PROBLEM DESCRIPTION:
Scan the records for "Find". Show the matching lines.

DATA FOR THIS EXERCISE:
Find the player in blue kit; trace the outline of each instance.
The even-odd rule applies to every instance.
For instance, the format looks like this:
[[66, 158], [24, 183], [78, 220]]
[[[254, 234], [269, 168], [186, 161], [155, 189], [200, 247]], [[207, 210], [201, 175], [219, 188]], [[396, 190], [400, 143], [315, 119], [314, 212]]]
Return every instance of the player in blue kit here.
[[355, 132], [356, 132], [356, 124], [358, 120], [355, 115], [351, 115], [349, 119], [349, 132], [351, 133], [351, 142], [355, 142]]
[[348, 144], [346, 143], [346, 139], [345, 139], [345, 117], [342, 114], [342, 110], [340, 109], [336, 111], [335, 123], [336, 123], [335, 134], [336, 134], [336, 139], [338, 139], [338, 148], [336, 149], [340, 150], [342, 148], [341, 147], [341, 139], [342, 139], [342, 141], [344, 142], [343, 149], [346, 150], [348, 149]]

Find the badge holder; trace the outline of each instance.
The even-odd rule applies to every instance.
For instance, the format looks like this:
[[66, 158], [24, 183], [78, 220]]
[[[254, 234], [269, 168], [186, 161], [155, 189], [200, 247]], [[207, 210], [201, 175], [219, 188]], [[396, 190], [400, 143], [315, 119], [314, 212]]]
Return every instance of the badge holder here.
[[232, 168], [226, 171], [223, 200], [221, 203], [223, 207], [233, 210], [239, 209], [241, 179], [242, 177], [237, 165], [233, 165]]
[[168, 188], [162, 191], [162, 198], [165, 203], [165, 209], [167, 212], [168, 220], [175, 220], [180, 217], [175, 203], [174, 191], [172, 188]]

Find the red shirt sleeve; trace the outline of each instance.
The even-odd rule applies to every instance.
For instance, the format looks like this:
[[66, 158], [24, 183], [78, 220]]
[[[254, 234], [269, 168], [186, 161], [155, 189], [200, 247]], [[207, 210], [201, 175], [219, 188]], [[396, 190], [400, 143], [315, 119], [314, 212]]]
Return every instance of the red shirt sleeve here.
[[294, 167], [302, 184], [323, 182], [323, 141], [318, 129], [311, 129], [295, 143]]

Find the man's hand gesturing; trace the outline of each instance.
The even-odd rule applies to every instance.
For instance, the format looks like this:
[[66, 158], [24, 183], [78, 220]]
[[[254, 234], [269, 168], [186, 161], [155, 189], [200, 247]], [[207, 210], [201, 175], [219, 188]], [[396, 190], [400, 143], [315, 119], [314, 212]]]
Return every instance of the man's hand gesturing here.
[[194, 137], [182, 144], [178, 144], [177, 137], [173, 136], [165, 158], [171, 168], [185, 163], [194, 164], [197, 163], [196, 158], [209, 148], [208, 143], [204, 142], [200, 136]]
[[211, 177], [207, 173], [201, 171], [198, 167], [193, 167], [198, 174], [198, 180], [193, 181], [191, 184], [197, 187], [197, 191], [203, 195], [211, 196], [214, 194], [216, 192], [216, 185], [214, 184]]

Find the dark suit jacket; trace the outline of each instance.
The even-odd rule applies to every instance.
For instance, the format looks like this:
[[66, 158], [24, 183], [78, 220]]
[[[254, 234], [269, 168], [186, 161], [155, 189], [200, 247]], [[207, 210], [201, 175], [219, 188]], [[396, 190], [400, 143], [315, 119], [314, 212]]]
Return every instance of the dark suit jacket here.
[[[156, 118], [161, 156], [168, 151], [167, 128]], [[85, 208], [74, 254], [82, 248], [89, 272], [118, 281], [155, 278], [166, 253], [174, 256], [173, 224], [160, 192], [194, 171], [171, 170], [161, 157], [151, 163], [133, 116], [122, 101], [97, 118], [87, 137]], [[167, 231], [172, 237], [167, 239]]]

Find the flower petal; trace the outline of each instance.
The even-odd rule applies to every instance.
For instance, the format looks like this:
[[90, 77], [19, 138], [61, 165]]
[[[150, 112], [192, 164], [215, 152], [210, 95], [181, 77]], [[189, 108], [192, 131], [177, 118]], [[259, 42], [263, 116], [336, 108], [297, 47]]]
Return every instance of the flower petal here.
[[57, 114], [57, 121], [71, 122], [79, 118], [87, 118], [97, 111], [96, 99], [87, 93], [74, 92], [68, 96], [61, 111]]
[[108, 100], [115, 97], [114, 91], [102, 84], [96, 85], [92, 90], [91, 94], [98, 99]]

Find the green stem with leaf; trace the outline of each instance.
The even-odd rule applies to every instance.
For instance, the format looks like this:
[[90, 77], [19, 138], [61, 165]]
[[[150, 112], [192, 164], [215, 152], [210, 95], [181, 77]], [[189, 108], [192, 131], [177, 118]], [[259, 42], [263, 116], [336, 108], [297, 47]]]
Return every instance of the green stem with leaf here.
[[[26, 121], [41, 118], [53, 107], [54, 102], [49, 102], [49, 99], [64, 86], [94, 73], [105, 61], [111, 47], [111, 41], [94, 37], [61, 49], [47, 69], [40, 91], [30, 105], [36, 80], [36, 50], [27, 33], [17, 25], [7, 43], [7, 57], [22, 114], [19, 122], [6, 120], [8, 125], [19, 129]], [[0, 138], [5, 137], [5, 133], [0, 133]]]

RESULT:
Find the player in blue kit; trace the outline of each instance.
Find the badge holder; trace the outline of each instance.
Find the red shirt sleeve; trace the outline of each instance.
Find the man's hand gesturing; trace the outline of each instance.
Find the dark suit jacket; trace the outline of each instance.
Find the flower petal; trace the outline of each instance.
Find the green stem with leaf; trace the outline of each instance.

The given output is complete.